GIVEN PROBLEM
Count the lines in the data below that contain the word "mask". Reply with the number alone.

DATASET RECORDS
(begin)
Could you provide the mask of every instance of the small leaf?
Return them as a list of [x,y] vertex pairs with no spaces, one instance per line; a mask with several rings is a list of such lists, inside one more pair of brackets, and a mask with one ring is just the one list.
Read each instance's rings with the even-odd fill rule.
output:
(end)
(begin)
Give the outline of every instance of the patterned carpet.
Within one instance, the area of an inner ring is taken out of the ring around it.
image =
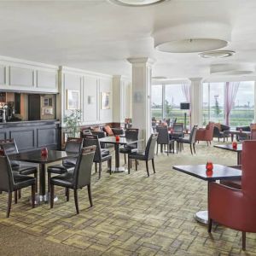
(end)
IN RESPONSE
2